#### [WHAT TO DO]
Reproduce the records from the line with "Tag the haze" through the end of the records, requests included, shifting each coordinate in the answers up by 150. Leave the sample coordinates in the requests unchanged.

++++++++++++++++++++

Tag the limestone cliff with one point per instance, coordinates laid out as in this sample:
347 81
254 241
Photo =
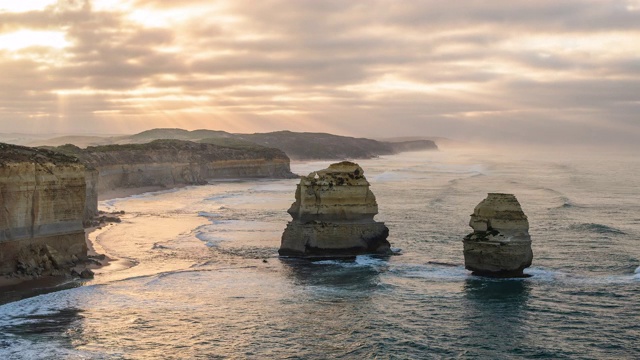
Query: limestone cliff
42 199
333 216
500 244
169 163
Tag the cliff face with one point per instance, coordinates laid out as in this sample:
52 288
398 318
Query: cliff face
43 197
168 163
333 216
500 244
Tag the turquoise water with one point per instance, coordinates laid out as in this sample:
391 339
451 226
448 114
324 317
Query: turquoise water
581 302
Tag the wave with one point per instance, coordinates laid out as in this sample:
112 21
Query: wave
596 228
360 261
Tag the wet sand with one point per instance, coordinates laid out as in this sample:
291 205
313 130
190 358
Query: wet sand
110 248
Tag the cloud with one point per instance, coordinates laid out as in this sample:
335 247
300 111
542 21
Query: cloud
541 71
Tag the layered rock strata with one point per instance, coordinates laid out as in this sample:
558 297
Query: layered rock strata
169 163
333 216
500 244
42 199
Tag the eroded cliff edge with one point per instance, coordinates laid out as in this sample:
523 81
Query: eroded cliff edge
333 216
43 196
170 163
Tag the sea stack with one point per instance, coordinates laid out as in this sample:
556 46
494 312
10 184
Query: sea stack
500 245
333 216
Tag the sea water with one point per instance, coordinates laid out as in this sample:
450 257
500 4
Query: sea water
216 289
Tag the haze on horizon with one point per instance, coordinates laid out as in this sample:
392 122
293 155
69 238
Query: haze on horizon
541 72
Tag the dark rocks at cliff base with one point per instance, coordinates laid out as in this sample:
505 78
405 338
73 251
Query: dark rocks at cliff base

++++++++++++++++++++

#### [SOLUTION]
Tag the haze on horizon with one point per instance, coordinates laid out as in this sample:
392 122
293 155
69 238
Query: haze on horizon
691 222
Tag the dark rocks at cliff base with one point per instance, coordinates laid out as in this sample:
505 78
405 338
73 251
Query: dark rocks at cliff base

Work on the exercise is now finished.